__Aim__:
Copy every entry below word for word, leaving the pictures out of your answer.

__Provided records__:
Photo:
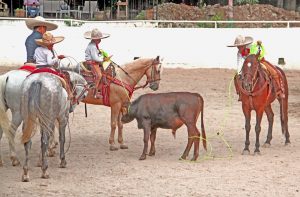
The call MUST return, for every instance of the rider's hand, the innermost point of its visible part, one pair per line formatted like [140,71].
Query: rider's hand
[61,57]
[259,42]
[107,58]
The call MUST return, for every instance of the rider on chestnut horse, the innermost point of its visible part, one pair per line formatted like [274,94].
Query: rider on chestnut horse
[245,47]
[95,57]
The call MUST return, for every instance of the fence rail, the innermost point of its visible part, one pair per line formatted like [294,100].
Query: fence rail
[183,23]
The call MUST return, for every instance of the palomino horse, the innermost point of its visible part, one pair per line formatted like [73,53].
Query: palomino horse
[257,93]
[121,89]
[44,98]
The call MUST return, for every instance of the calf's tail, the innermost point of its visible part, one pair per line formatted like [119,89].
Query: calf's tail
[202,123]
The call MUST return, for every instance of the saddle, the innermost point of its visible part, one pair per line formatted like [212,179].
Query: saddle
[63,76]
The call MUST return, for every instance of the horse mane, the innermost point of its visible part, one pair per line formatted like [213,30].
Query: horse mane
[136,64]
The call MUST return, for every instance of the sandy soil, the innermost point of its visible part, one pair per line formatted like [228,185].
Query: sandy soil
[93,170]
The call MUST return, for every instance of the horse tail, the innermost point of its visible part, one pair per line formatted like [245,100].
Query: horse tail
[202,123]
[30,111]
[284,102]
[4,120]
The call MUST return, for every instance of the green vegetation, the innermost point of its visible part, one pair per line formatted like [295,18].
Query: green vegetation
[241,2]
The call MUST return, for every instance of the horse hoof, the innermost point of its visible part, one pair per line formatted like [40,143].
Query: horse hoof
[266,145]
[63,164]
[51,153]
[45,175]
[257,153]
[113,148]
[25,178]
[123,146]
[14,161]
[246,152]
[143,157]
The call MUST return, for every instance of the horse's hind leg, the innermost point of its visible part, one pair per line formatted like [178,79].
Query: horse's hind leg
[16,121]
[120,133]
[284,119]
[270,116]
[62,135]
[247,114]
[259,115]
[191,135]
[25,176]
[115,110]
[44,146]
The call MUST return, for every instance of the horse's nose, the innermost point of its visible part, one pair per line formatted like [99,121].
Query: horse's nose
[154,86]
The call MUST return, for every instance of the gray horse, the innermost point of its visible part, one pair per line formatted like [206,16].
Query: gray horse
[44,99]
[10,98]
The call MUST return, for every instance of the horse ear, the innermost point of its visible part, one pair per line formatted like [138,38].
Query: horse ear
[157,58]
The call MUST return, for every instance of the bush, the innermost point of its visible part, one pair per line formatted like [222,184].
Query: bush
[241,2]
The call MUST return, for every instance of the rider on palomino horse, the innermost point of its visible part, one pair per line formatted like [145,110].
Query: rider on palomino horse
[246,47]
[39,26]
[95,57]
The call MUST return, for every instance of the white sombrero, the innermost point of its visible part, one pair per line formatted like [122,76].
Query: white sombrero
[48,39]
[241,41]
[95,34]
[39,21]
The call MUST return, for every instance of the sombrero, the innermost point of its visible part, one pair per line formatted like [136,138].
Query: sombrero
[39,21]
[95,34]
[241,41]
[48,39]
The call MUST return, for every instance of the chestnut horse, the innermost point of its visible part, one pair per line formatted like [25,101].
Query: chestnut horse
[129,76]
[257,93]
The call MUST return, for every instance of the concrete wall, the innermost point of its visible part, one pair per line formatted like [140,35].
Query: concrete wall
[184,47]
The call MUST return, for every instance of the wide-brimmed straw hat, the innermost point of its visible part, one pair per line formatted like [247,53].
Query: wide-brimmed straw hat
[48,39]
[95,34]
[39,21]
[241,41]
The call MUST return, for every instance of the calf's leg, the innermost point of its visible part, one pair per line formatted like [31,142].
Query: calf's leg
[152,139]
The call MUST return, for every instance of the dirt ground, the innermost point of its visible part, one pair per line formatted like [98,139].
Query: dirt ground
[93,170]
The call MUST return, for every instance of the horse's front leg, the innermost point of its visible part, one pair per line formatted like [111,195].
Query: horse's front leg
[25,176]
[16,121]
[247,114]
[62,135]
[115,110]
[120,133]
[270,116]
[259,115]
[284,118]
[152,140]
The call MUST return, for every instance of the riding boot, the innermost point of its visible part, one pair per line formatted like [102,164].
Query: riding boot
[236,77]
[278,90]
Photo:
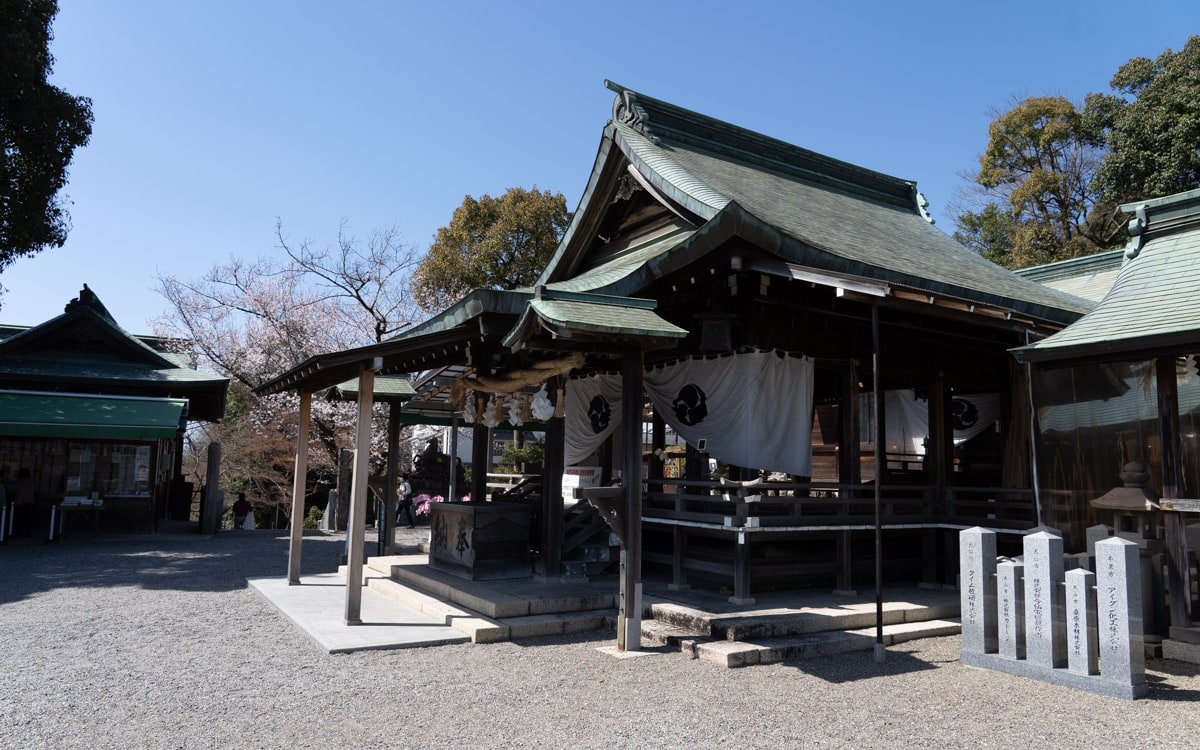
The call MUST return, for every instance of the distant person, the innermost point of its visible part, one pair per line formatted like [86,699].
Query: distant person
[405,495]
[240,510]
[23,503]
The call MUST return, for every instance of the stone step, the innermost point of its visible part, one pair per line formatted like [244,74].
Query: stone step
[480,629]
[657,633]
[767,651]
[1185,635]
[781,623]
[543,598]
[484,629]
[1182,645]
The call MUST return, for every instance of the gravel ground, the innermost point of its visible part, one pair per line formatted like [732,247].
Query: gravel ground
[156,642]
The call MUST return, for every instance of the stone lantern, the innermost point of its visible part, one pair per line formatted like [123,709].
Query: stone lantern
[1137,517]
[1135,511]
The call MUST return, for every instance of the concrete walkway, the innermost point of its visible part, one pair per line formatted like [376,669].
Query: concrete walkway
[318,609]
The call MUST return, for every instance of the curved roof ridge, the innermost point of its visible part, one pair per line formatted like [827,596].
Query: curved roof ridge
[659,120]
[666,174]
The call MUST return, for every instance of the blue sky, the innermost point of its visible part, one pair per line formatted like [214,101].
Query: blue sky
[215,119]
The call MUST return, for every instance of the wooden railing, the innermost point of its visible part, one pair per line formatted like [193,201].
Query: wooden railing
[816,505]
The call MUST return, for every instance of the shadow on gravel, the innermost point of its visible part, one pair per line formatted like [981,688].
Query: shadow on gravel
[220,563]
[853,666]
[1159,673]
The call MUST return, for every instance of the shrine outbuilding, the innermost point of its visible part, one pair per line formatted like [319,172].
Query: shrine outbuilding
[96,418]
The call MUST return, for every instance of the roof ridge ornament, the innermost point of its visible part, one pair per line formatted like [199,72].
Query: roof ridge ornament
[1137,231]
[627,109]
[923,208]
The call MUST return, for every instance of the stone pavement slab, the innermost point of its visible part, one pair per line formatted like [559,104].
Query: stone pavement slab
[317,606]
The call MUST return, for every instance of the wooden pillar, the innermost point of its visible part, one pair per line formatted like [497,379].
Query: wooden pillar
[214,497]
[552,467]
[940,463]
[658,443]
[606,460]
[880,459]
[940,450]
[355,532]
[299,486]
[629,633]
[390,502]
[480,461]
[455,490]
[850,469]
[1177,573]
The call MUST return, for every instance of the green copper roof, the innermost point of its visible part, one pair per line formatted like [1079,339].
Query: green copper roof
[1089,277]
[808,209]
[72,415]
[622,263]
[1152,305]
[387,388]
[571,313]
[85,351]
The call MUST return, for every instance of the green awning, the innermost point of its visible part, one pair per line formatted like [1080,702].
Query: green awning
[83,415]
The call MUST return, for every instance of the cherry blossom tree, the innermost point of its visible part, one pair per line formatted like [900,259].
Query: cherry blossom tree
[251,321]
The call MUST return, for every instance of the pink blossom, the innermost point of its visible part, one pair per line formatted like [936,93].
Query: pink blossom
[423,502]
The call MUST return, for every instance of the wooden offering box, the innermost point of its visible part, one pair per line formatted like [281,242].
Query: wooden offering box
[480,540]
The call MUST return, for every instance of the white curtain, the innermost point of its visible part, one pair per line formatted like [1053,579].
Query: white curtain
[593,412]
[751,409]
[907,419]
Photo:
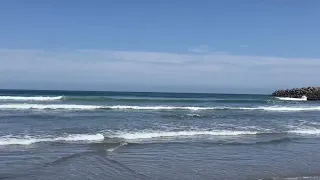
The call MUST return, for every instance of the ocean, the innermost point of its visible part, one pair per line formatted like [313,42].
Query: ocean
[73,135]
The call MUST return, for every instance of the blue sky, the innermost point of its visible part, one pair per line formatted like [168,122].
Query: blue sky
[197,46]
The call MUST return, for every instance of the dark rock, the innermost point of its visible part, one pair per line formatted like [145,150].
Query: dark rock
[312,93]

__Task solution__:
Photo:
The call MUST return, for every instance of the rider's hand, the innermost point of its visible part, one pair per line formatted like [140,71].
Query: rider's hand
[61,57]
[259,42]
[107,58]
The call MUST return, for every instance of the rider on chestnut horse, the innermost point of its visible part, one pair per line formatted like [274,94].
Query: rider on chestnut horse
[245,47]
[95,57]
The call MUST return, for every instance of the fence rail, the innermost point of its visible part, one pair per line formatted like [294,100].
Query: fence rail
[183,23]
The call MUST return, for every instance of the palomino horse, the innermost point of its visible part, one pair per line formatted like [73,53].
Query: palomino horse
[257,93]
[121,89]
[44,98]
The call MUST return, for every instance of the calf's tail, the innermost point of its visible part, one pair per line formatted like [119,89].
Query: calf's tail
[202,123]
The call MUST return, for every instance of the saddle, the innermost point of its visible part, one pair per line formatted like [212,179].
Query: saddle
[63,76]
The call MUST return, for every instance of the horse mane, the innermost point of its visible part, one pair per line formatted like [213,30].
Query: horse mane
[136,64]
The call MUST return, for every instance of the sandy soil, the innermost point of its visible part, one pair per line formatted like [228,185].
Query: sandy soil
[93,170]
The call MUST return, for every instance of the horse tail, the innermost point of its visible part, one pair per line formatted like [245,100].
Query: horse tail
[202,123]
[30,111]
[284,102]
[4,120]
The call MUST return, for every instance of the green vegetation, the innermost point of its visible part, one pair per line formatted like [295,18].
Query: green vegetation
[241,2]
The call MUST return, for every instance of the horse hoof, the innermost point of its visible part, one pair per line formatted like [40,143].
Query: horse hoof
[266,145]
[63,164]
[51,153]
[45,175]
[257,153]
[113,148]
[25,178]
[123,146]
[14,161]
[246,152]
[143,157]
The call MUST return, for every instance of the horse's hind leg, the innermost point of its visible part, one pair per line formatted like [178,79].
Query: horse's hind leg
[16,121]
[120,133]
[284,119]
[270,116]
[62,135]
[247,114]
[259,115]
[191,135]
[25,176]
[115,110]
[44,146]
The call MUST return, for every instance of the horse's nose, the innermost point of its visible part, one pair per line formatted like [99,121].
Query: horse's nose
[154,86]
The call MUST return, for every instance of the gray horse, the innermost point of its visible part, one pair per line formatted like [206,16].
Query: gray horse
[44,99]
[10,98]
The call MUST return, for every instance of the horse ear, the innermost point of its visible part, one pair per line formatted like [138,38].
Query: horse ear
[157,58]
The call MUST return, for every instance of the bush, the innermost point of its visible part, one pair per line formatted like [222,184].
Query: bush
[241,2]
The call MUST return, for every instance of the rider on palomino horse, the innermost point of its visible part, one pair per line formatted like [145,110].
Query: rider on palomino horse
[246,47]
[39,26]
[95,57]
The call MUST return, for every instance of the white sombrero, the innermost point of its visible part, one pair per line formatted like [122,76].
Query: white sombrero
[48,39]
[241,41]
[95,34]
[39,21]
The call MUST return, for every instance of the sombrero, the innermost point of its visible part, one pair per line formatted like [136,138].
Query: sombrero
[39,21]
[95,34]
[241,41]
[48,39]
The call MUST return, for every instance of the chestnut horse, the innermost point of its visible part, one pair per line formatted like [25,101].
Query: chestnut horse
[129,76]
[257,93]
The call MUST return, for every instance of the concrete wall, the innermost point of its visible part, one pair per line formatted like [140,35].
Query: concrete wall
[184,47]
The call MUST return, for every instance of the wide-brimmed straw hat, the innermost point of its visible part, one pair per line formatted like [247,53].
Query: wide-brimmed straw hat
[48,39]
[95,34]
[39,21]
[241,41]
The call MUST return, for every instance of the calf's leg, the innermost point of its visible part, one pair per line formatted like [31,142].
Query: calf's leg
[152,139]
The call MUST return, for every instance of the dirt ground, the innermost point of its visible part, one pair per line formatted like [98,139].
Query: dirt ground
[93,170]
The call MUST return, for every instance of the horse's front leg, the innermost point of its visible part, one pair per line formatted like [111,195].
Query: horse's front leg
[25,176]
[16,121]
[247,114]
[62,135]
[115,110]
[120,133]
[270,116]
[259,115]
[284,118]
[152,140]
The call MUST return, for every instance of the riding boot, the innermost point of its visible part, one pair per line formatted like [102,164].
Query: riding boot
[236,77]
[278,90]
Photo:
The call MUST return, for every instance of the distant person, the innermost point of its visible part, one pair per line formatted like [86,699].
Query: distant person
[405,495]
[240,510]
[23,503]
The call MUST return, for every instance of the stone step, the innermost point of its visible part, one pair per line formatted like [244,74].
Query: stone step
[480,629]
[657,633]
[767,651]
[1185,635]
[781,623]
[543,598]
[484,629]
[1182,645]
The call MUST return, for every instance of the gravel ground, the innermost point of its visible part, one pair per line formatted like [732,247].
Query: gravel ground
[156,642]
The call MUST return, for every instance of the stone lantern, the innermost point of its visible part, one pair per line formatted like [123,709].
Query: stone lantern
[1137,517]
[1135,511]
The call MUST return, for every instance of the concrete walkway, the innermost point of its visible part, one pair per line formatted like [376,669].
Query: concrete walkway
[318,609]
The call MUST return, for every instance of the curved roof ridge, the innermost point of its visible part, one pair per line formatted like [827,596].
Query: curved roof ridge
[659,120]
[666,174]
The call MUST return, for every instance of the blue sky, the innermost point of its visible part, one pair per line formatted like [214,101].
Query: blue sky
[215,119]
The call MUST return, for every instance of the wooden railing, the innermost point of its visible part, one pair per line formatted like [193,201].
Query: wooden railing
[816,505]
The call MUST return, for every instance of the shadow on gravel, the innermost point of its visible part, one pair per line formatted like [981,688].
Query: shadow on gravel
[220,563]
[853,666]
[1159,673]
The call MUST return, for every instance of the shrine outbuilding, the innermost point of its visible part, one pair per line formatted like [319,172].
Query: shrine outbuilding
[96,418]
The call MUST return, for every instance of the roof ridge ornament, the innermost point of its visible part, one pair per line formatted like [199,72].
Query: roof ridge ornament
[1137,231]
[627,109]
[923,208]
The call MUST return, for every instance of the stone pavement slab, the innermost point of its visible part, one pair per line formatted like [559,104].
Query: stone pavement slab
[317,606]
The call MUST return, for every instance of the wooden pillar, the innermost point of its visible part, one pair per line formatted like [497,379].
Query: wooden pillar
[214,497]
[552,467]
[940,463]
[658,443]
[606,460]
[880,459]
[940,450]
[355,532]
[299,486]
[629,633]
[390,502]
[480,461]
[455,490]
[850,469]
[1177,573]
The call MUST return, for every instance of the green copper roof, the innermost point of its visible part, one pair per line formatted like [1079,339].
Query: green copper roof
[1089,277]
[808,209]
[72,415]
[622,263]
[1152,305]
[387,388]
[571,313]
[85,351]
The call MUST return, for every instance of the green awning, the innermost point of its visible part, one pair per line formatted like [1080,702].
Query: green awning
[83,415]
The call MUST return, for every instance of the cherry blossom tree, the innermost point of its visible part, one pair per line formatted like [900,259].
Query: cherry blossom tree
[251,321]
The call MUST return, for every instance of the pink blossom, the innermost point of its visible part, one pair per line formatted like [936,93].
Query: pink blossom
[423,502]
The call MUST return, for every instance of the wooden offering box, the innermost point of its visible part, one pair per line formatted like [281,242].
Query: wooden offering box
[480,540]
The call MUST return, for every instance of the white curtain, the innermost point of its visible part, one pair per line formatted like [1053,579].
Query: white curtain
[593,412]
[751,409]
[907,419]
Photo:
The call MUST return, for every instance of the ocean, the innermost point of its visible part, one pair per line formatted like [313,42].
Query: ocean
[73,135]
The call MUST return, for every instance of the blue sky, the innermost point of its visible part, one pair per line formatted like [168,122].
Query: blue sky
[197,46]
The call MUST return, for every instance of the dark rock, the innermost point of its visible part, one pair per line formatted like [145,150].
Query: dark rock
[312,93]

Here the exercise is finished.